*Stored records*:
#####

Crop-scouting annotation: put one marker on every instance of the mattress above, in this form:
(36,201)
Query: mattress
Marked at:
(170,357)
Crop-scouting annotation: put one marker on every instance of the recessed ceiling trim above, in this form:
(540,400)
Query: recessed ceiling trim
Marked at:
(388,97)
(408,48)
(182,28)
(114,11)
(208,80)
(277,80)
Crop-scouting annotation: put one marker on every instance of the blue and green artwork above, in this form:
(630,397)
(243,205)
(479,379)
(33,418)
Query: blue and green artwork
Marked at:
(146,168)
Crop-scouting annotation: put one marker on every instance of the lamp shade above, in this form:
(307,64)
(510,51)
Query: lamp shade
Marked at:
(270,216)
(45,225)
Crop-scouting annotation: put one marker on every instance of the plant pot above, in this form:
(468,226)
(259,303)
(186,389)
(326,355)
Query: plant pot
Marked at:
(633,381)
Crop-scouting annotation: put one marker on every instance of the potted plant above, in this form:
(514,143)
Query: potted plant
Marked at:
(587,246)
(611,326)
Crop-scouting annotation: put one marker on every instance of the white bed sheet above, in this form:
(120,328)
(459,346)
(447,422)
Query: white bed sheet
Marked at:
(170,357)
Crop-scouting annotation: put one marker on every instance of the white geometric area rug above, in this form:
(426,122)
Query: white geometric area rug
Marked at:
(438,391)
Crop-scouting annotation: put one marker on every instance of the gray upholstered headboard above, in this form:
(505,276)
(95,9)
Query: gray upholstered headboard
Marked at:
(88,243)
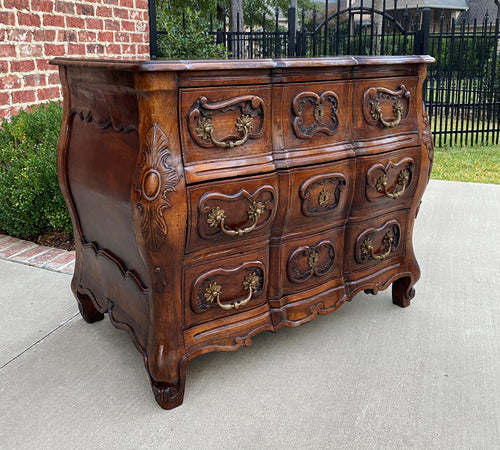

#####

*Objective*: Reproduce all of the lines above word for word, leaving out the picture.

*Answer to the exercise*:
Crop-scouting annotation: put one marker on every instance of the mattress above, in this form:
(36,201)
Query: mattress
Marked at:
(170,357)
Crop-scouting annotation: put one marker on every instance of the recessed ceiling trim above, in this form:
(540,400)
Query: recessed ceiling trim
Marked at:
(388,97)
(408,48)
(182,28)
(114,11)
(208,80)
(277,80)
Crop-scouting annotation: put one marker on every instance of the blue and green artwork above, in this form:
(630,397)
(243,205)
(479,379)
(33,418)
Query: blue and green artwork
Marked at:
(146,168)
Crop-scouting annotation: put one marker on every instance of the lamp shade above, in this form:
(307,64)
(510,51)
Query: lamp shade
Marked at:
(270,216)
(45,225)
Crop-scouting annotation: put one marker on every instance of the plant pot above, in this form:
(468,226)
(259,303)
(186,389)
(326,355)
Query: plant pot
Marked at:
(633,381)
Crop-scouting annotation: put one marker on every instance of the potted plant above, in this form:
(514,143)
Query: potted plant
Marked at:
(587,246)
(611,326)
Crop-scouting annotation: put one marker on every instance of the white bed sheet above, in this form:
(120,328)
(459,346)
(447,422)
Query: white bed sheet
Marked at:
(170,357)
Crop-scouting annotation: put one marker on every instance of the white geometric area rug above, in this form:
(426,122)
Query: white geometric area rug
Marked at:
(438,391)
Crop-scouting annotation: put one marker on every instance of the gray upholstered headboard above, in this form:
(505,276)
(95,9)
Query: gray upholstered headboard
Marked at:
(88,243)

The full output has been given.